▶ BRIEF
Report only the number of lines in the records below that contain the string "covered".

▶ DATA FOR PROCESSING
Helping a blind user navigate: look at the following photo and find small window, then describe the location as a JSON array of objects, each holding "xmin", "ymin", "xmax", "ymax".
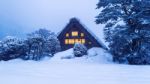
[
  {"xmin": 65, "ymin": 39, "xmax": 69, "ymax": 44},
  {"xmin": 82, "ymin": 39, "xmax": 85, "ymax": 44},
  {"xmin": 89, "ymin": 42, "xmax": 92, "ymax": 44},
  {"xmin": 69, "ymin": 39, "xmax": 75, "ymax": 44},
  {"xmin": 66, "ymin": 33, "xmax": 69, "ymax": 37},
  {"xmin": 72, "ymin": 31, "xmax": 78, "ymax": 36},
  {"xmin": 81, "ymin": 33, "xmax": 84, "ymax": 37}
]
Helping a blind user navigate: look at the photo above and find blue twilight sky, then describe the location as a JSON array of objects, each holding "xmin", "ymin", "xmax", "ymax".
[{"xmin": 0, "ymin": 0, "xmax": 103, "ymax": 41}]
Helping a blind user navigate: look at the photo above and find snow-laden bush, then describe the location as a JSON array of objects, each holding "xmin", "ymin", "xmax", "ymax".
[
  {"xmin": 96, "ymin": 0, "xmax": 150, "ymax": 64},
  {"xmin": 73, "ymin": 43, "xmax": 87, "ymax": 57},
  {"xmin": 22, "ymin": 29, "xmax": 60, "ymax": 60},
  {"xmin": 0, "ymin": 36, "xmax": 27, "ymax": 61}
]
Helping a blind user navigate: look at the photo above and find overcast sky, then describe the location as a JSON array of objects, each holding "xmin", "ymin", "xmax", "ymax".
[{"xmin": 0, "ymin": 0, "xmax": 102, "ymax": 41}]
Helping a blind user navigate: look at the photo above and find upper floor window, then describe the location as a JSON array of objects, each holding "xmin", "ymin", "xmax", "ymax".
[
  {"xmin": 72, "ymin": 31, "xmax": 78, "ymax": 36},
  {"xmin": 66, "ymin": 33, "xmax": 69, "ymax": 37},
  {"xmin": 81, "ymin": 33, "xmax": 84, "ymax": 37}
]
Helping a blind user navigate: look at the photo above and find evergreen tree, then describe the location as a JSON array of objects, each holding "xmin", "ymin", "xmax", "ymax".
[
  {"xmin": 0, "ymin": 36, "xmax": 27, "ymax": 61},
  {"xmin": 22, "ymin": 29, "xmax": 60, "ymax": 61},
  {"xmin": 96, "ymin": 0, "xmax": 150, "ymax": 64}
]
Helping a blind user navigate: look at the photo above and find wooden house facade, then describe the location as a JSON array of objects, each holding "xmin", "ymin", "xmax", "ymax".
[{"xmin": 58, "ymin": 18, "xmax": 107, "ymax": 51}]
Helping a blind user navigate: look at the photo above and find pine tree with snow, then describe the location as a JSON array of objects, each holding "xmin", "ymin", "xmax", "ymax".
[
  {"xmin": 96, "ymin": 0, "xmax": 150, "ymax": 64},
  {"xmin": 0, "ymin": 36, "xmax": 27, "ymax": 61},
  {"xmin": 22, "ymin": 29, "xmax": 60, "ymax": 61},
  {"xmin": 73, "ymin": 43, "xmax": 87, "ymax": 57}
]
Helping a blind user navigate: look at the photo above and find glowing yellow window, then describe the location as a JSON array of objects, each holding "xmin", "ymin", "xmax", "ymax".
[
  {"xmin": 65, "ymin": 39, "xmax": 69, "ymax": 44},
  {"xmin": 82, "ymin": 39, "xmax": 85, "ymax": 44},
  {"xmin": 78, "ymin": 39, "xmax": 81, "ymax": 43},
  {"xmin": 69, "ymin": 39, "xmax": 75, "ymax": 44},
  {"xmin": 81, "ymin": 33, "xmax": 84, "ymax": 37},
  {"xmin": 72, "ymin": 31, "xmax": 78, "ymax": 36},
  {"xmin": 66, "ymin": 33, "xmax": 69, "ymax": 37}
]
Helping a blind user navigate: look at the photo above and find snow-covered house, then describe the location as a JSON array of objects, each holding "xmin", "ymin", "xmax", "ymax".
[{"xmin": 58, "ymin": 18, "xmax": 107, "ymax": 51}]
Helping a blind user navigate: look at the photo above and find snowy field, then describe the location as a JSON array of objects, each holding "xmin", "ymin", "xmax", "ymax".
[{"xmin": 0, "ymin": 48, "xmax": 150, "ymax": 84}]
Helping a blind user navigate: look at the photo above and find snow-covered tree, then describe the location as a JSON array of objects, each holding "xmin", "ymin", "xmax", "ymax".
[
  {"xmin": 73, "ymin": 43, "xmax": 87, "ymax": 57},
  {"xmin": 96, "ymin": 0, "xmax": 150, "ymax": 64},
  {"xmin": 0, "ymin": 36, "xmax": 27, "ymax": 61},
  {"xmin": 22, "ymin": 29, "xmax": 60, "ymax": 60}
]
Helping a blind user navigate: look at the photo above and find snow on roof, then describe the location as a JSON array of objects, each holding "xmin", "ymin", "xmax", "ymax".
[{"xmin": 58, "ymin": 18, "xmax": 107, "ymax": 49}]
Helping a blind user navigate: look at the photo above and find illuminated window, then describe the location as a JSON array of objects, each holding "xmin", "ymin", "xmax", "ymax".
[
  {"xmin": 65, "ymin": 39, "xmax": 69, "ymax": 44},
  {"xmin": 72, "ymin": 31, "xmax": 78, "ymax": 36},
  {"xmin": 89, "ymin": 42, "xmax": 92, "ymax": 44},
  {"xmin": 66, "ymin": 33, "xmax": 69, "ymax": 37},
  {"xmin": 75, "ymin": 39, "xmax": 78, "ymax": 43},
  {"xmin": 69, "ymin": 39, "xmax": 75, "ymax": 44},
  {"xmin": 82, "ymin": 39, "xmax": 85, "ymax": 44},
  {"xmin": 81, "ymin": 33, "xmax": 84, "ymax": 37}
]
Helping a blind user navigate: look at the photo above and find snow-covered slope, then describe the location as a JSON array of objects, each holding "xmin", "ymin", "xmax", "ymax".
[
  {"xmin": 51, "ymin": 48, "xmax": 112, "ymax": 64},
  {"xmin": 0, "ymin": 48, "xmax": 150, "ymax": 84}
]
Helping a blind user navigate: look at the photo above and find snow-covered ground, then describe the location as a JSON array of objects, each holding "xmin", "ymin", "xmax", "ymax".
[{"xmin": 0, "ymin": 48, "xmax": 150, "ymax": 84}]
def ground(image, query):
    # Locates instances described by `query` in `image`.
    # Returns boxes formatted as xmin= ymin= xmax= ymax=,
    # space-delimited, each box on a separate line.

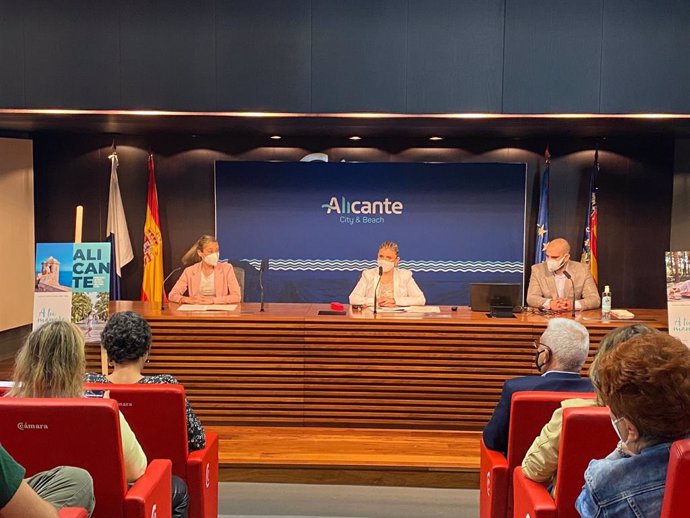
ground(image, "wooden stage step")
xmin=206 ymin=426 xmax=481 ymax=489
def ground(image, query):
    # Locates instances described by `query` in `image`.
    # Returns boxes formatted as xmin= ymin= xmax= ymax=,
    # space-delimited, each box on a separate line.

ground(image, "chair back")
xmin=479 ymin=391 xmax=594 ymax=518
xmin=507 ymin=392 xmax=595 ymax=473
xmin=84 ymin=383 xmax=189 ymax=480
xmin=554 ymin=407 xmax=618 ymax=518
xmin=0 ymin=397 xmax=127 ymax=518
xmin=661 ymin=439 xmax=690 ymax=518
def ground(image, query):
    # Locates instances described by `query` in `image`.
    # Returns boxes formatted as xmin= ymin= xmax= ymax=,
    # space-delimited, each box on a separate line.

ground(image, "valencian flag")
xmin=105 ymin=144 xmax=134 ymax=300
xmin=534 ymin=147 xmax=551 ymax=264
xmin=141 ymin=153 xmax=164 ymax=303
xmin=581 ymin=149 xmax=599 ymax=282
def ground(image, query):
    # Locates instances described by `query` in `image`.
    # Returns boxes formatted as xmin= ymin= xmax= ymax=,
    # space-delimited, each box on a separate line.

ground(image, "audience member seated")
xmin=7 ymin=321 xmax=189 ymax=517
xmin=84 ymin=311 xmax=206 ymax=451
xmin=0 ymin=445 xmax=95 ymax=518
xmin=522 ymin=325 xmax=657 ymax=492
xmin=575 ymin=333 xmax=690 ymax=518
xmin=483 ymin=318 xmax=592 ymax=455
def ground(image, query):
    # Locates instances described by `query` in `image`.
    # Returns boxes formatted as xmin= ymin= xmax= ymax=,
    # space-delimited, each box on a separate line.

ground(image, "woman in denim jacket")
xmin=575 ymin=333 xmax=690 ymax=518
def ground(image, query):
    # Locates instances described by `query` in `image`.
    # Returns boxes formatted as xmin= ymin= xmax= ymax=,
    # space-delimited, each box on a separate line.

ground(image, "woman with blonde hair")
xmin=168 ymin=235 xmax=242 ymax=304
xmin=350 ymin=241 xmax=426 ymax=308
xmin=7 ymin=320 xmax=189 ymax=517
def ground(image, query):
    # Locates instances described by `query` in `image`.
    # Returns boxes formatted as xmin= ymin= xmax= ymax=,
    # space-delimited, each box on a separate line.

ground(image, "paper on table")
xmin=177 ymin=304 xmax=237 ymax=311
xmin=376 ymin=306 xmax=441 ymax=313
xmin=405 ymin=306 xmax=441 ymax=313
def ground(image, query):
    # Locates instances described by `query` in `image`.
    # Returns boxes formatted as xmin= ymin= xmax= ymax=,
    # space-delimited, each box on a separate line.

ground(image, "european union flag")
xmin=534 ymin=148 xmax=551 ymax=264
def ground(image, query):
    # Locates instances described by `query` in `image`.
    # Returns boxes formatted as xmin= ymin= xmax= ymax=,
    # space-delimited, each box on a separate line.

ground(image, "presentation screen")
xmin=215 ymin=161 xmax=526 ymax=305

▶ RESPONSE
4